What this task involves:
Update the part of the rows that opens with the line containing "--target man in pink shirt" and closes with the end of the rows, replacing "outline" with "contour" and leaving everything else unchanged. Leave the pictures out of your answer.

Data shown:
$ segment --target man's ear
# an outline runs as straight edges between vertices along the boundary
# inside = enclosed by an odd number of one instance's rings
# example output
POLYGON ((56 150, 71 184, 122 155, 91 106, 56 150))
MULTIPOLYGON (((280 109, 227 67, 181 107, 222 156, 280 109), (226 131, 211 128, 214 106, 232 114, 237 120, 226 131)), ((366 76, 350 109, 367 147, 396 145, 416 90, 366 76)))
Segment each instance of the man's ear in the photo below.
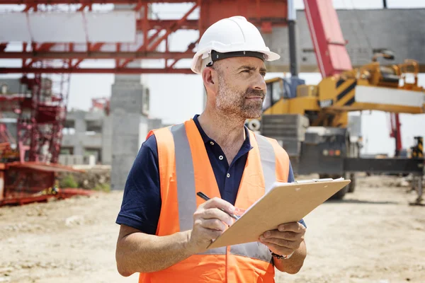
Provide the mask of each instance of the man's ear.
POLYGON ((207 90, 215 92, 217 74, 212 68, 206 67, 202 71, 202 79, 207 90))

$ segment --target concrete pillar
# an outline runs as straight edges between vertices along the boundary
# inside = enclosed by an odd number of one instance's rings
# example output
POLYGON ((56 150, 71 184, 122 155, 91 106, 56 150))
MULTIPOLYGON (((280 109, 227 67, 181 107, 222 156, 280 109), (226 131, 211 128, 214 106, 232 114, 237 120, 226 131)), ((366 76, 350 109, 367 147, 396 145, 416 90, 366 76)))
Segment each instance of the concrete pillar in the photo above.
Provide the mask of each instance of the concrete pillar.
POLYGON ((112 163, 112 117, 105 116, 102 125, 102 164, 112 163))
POLYGON ((86 125, 86 114, 83 111, 76 111, 75 112, 75 143, 74 144, 74 154, 83 155, 84 154, 84 148, 82 141, 86 137, 86 131, 87 127, 86 125))
MULTIPOLYGON (((115 10, 133 10, 135 4, 115 5, 115 10)), ((150 11, 148 12, 150 14, 150 11)), ((136 35, 138 45, 143 36, 136 35)), ((128 68, 140 68, 140 61, 133 61, 128 68)), ((147 134, 147 117, 142 113, 143 95, 146 79, 140 74, 115 75, 110 96, 112 126, 111 190, 124 190, 125 181, 147 134)))
POLYGON ((142 114, 144 87, 134 76, 115 76, 112 86, 111 189, 124 190, 128 173, 147 134, 147 117, 142 114))

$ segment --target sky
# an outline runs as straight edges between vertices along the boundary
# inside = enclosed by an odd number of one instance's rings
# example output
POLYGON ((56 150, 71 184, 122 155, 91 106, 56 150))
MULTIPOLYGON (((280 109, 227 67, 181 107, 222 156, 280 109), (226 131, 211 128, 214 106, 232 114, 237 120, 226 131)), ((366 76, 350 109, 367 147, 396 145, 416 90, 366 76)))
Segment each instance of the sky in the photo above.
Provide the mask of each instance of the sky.
MULTIPOLYGON (((302 1, 295 0, 295 8, 304 8, 302 1)), ((382 0, 334 0, 335 8, 382 8, 382 0)), ((389 8, 425 8, 424 0, 387 0, 389 8)), ((154 13, 160 18, 178 18, 191 7, 191 4, 159 4, 153 7, 154 13)), ((94 6, 94 9, 110 10, 110 4, 94 6)), ((15 6, 1 6, 0 8, 21 9, 15 6)), ((196 18, 194 12, 191 18, 196 18)), ((198 33, 194 31, 180 31, 172 35, 169 40, 171 51, 186 50, 187 43, 194 40, 198 33)), ((163 48, 164 46, 160 47, 163 48)), ((149 62, 149 67, 161 66, 160 62, 149 62)), ((0 60, 1 67, 19 67, 19 60, 0 60)), ((113 62, 87 61, 81 67, 113 67, 113 62)), ((190 60, 182 60, 178 67, 188 67, 190 60)), ((0 75, 3 77, 17 77, 18 74, 0 75)), ((178 123, 191 118, 194 114, 203 110, 203 88, 202 79, 198 75, 183 74, 148 74, 143 75, 150 88, 150 115, 161 118, 165 124, 178 123)), ((280 73, 269 73, 266 79, 281 76, 280 73)), ((321 76, 315 73, 301 73, 300 77, 306 80, 307 84, 316 84, 320 81, 321 76)), ((114 82, 113 74, 72 74, 70 81, 69 108, 88 110, 91 99, 110 96, 111 85, 114 82)), ((425 87, 425 74, 420 74, 419 84, 425 87)), ((357 115, 358 113, 354 113, 357 115)), ((384 153, 392 155, 395 142, 389 137, 389 115, 382 112, 363 112, 362 114, 362 132, 366 141, 363 154, 384 153), (372 124, 375 124, 373 125, 372 124), (379 125, 377 127, 376 125, 379 125)), ((425 115, 412 115, 402 114, 402 136, 404 146, 413 145, 413 137, 425 136, 425 115)))

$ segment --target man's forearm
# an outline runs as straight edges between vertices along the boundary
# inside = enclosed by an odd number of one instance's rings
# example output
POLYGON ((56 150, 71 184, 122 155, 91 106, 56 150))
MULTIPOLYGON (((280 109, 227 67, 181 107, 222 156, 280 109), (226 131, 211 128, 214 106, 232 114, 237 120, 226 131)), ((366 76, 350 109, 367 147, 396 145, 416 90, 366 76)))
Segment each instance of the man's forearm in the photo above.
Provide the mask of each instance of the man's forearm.
POLYGON ((190 231, 158 236, 135 232, 117 243, 117 267, 123 276, 162 270, 192 255, 187 248, 190 231))
POLYGON ((295 274, 302 267, 304 260, 307 256, 307 248, 305 242, 302 241, 300 248, 288 260, 278 260, 273 258, 273 262, 276 267, 283 272, 295 274))

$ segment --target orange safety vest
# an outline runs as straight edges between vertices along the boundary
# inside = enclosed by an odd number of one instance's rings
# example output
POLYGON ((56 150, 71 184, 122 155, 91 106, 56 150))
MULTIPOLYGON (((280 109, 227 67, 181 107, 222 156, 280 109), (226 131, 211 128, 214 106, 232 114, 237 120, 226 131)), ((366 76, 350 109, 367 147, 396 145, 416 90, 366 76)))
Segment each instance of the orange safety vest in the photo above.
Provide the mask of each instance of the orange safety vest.
MULTIPOLYGON (((220 197, 203 140, 193 120, 149 132, 158 147, 162 205, 156 235, 190 230, 193 213, 205 201, 202 190, 220 197)), ((253 149, 248 159, 234 207, 246 209, 274 181, 287 182, 289 158, 271 139, 249 131, 253 149), (266 178, 265 178, 266 177, 266 178)), ((140 273, 139 282, 274 282, 274 265, 268 248, 248 243, 210 249, 165 270, 140 273)))

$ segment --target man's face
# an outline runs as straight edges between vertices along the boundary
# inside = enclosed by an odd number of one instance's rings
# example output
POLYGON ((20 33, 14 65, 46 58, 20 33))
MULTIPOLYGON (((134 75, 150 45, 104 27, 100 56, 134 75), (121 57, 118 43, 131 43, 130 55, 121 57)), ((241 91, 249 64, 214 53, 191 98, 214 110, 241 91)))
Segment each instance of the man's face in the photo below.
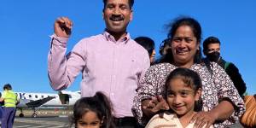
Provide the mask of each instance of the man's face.
POLYGON ((212 53, 214 51, 219 52, 220 53, 220 45, 219 44, 214 43, 214 44, 208 44, 208 49, 207 49, 207 54, 212 53))
POLYGON ((107 29, 113 32, 125 32, 132 20, 129 0, 108 0, 103 10, 107 29))
POLYGON ((220 45, 219 44, 214 43, 208 44, 208 49, 206 54, 207 57, 210 61, 217 62, 220 56, 220 45))

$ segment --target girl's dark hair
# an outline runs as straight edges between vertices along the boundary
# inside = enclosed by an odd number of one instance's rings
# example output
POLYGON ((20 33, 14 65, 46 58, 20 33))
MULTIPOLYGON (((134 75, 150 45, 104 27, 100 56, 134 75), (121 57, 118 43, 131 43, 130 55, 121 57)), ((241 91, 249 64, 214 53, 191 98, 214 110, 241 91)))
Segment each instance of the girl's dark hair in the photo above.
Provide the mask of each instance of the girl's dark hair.
MULTIPOLYGON (((195 90, 195 94, 200 88, 202 88, 201 78, 196 72, 189 68, 179 67, 173 70, 168 75, 166 82, 166 90, 169 87, 170 81, 175 78, 181 79, 187 84, 187 86, 191 87, 193 90, 195 90)), ((167 96, 167 93, 166 96, 167 96)), ((194 109, 195 111, 201 111, 202 109, 202 102, 201 98, 199 101, 195 102, 194 109)))
MULTIPOLYGON (((191 27, 193 33, 195 37, 197 39, 197 42, 200 44, 201 40, 201 27, 199 24, 199 22, 191 18, 191 17, 178 17, 174 20, 173 22, 171 22, 166 26, 166 28, 169 29, 167 38, 169 38, 170 44, 172 43, 172 40, 173 38, 173 36, 176 33, 176 31, 179 26, 189 26, 191 27)), ((199 48, 199 50, 196 51, 196 54, 194 58, 194 61, 195 63, 201 63, 202 60, 202 55, 201 55, 201 47, 199 48)), ((160 61, 160 62, 169 62, 172 63, 173 62, 173 56, 172 56, 172 49, 170 49, 167 51, 167 54, 166 55, 163 55, 160 61)))
POLYGON ((102 128, 113 127, 113 116, 112 114, 112 104, 108 97, 102 92, 96 92, 92 97, 82 97, 76 102, 73 106, 73 114, 71 118, 72 124, 77 127, 78 121, 82 119, 83 115, 89 112, 95 112, 103 123, 102 128))

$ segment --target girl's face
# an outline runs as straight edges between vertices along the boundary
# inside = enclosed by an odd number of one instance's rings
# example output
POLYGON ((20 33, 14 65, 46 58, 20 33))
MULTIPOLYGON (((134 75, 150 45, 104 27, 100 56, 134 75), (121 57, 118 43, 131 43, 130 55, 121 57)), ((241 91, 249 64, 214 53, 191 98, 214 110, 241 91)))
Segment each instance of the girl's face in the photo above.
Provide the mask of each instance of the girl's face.
POLYGON ((88 111, 84 113, 82 119, 78 120, 78 128, 100 128, 102 121, 93 111, 88 111))
POLYGON ((171 49, 176 65, 193 65, 199 43, 190 26, 179 26, 172 40, 171 49))
POLYGON ((195 92, 181 78, 170 80, 167 86, 167 103, 178 117, 194 113, 195 102, 201 96, 201 89, 195 92))

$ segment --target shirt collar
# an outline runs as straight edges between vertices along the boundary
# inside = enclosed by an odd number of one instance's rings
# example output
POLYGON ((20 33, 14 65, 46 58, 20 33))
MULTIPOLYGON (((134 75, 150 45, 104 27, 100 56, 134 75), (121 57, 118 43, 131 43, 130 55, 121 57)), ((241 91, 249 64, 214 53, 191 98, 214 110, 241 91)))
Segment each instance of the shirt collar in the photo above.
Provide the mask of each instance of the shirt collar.
POLYGON ((111 41, 111 42, 113 42, 115 44, 119 44, 119 43, 124 43, 124 44, 126 44, 130 39, 131 39, 131 36, 130 36, 130 33, 127 32, 127 34, 123 37, 122 38, 120 38, 119 40, 116 41, 113 38, 113 36, 110 35, 109 32, 108 32, 107 31, 105 31, 103 32, 103 36, 106 38, 106 39, 108 41, 111 41))

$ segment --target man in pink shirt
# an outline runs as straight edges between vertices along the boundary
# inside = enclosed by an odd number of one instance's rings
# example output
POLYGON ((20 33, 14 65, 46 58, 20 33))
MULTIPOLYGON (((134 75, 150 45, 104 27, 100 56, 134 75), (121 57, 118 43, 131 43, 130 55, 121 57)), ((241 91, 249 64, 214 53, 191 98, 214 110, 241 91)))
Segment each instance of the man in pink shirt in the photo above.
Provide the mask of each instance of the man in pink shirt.
POLYGON ((102 91, 113 103, 118 127, 134 127, 133 97, 140 79, 149 67, 147 50, 126 32, 132 20, 133 0, 103 0, 103 33, 80 40, 66 55, 73 22, 58 18, 54 25, 48 55, 48 73, 52 88, 64 90, 82 73, 82 96, 102 91))

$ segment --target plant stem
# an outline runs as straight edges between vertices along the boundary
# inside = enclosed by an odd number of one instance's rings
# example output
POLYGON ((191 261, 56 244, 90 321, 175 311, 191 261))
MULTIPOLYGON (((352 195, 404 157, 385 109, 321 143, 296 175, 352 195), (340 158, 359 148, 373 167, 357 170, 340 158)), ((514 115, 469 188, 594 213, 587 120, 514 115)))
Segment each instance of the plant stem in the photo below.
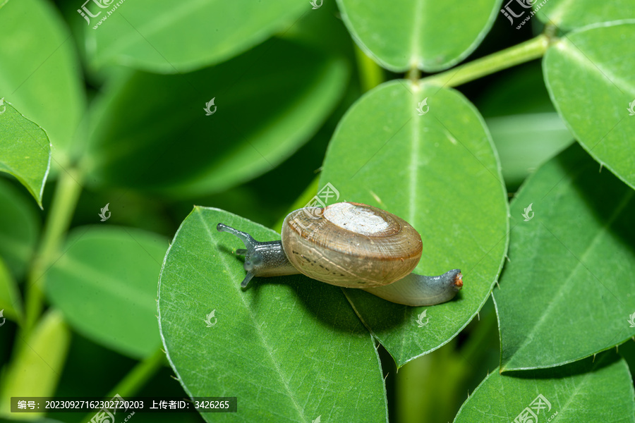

Answer to the task:
$ segment --target man in pink shirt
# an contour runs as straight edges between vertices along the boundary
# inside = enclosed by an odd number of one instance's rings
# example output
POLYGON ((20 33, 14 65, 46 58, 20 33))
MULTIPOLYGON (((134 75, 150 45, 104 27, 100 56, 134 75), (121 57, 118 43, 131 43, 130 55, 121 57)), ((241 91, 249 64, 214 53, 191 98, 214 110, 241 91)))
Segment each instance of the man in pink shirt in the photo above.
Provide the mask of each instance of the man in pink shirt.
POLYGON ((102 91, 113 103, 118 127, 134 127, 133 97, 140 79, 149 67, 147 50, 126 32, 132 20, 133 0, 103 0, 103 33, 80 40, 66 55, 73 22, 58 18, 54 25, 48 55, 48 73, 52 88, 64 90, 82 73, 82 96, 102 91))

$ segment --target plant stem
# an contour runs as straight edges between vertices along the boundary
# inside = enclosed by an odd number of one instance's rings
# example output
POLYGON ((191 261, 56 244, 90 321, 175 311, 191 261))
MULTIPOLYGON (((352 195, 404 157, 385 109, 321 143, 296 175, 352 195), (340 158, 359 148, 373 167, 357 170, 340 158)), ((514 115, 469 188, 594 213, 587 120, 514 115)))
Segment each instance of the plant stem in the photo below.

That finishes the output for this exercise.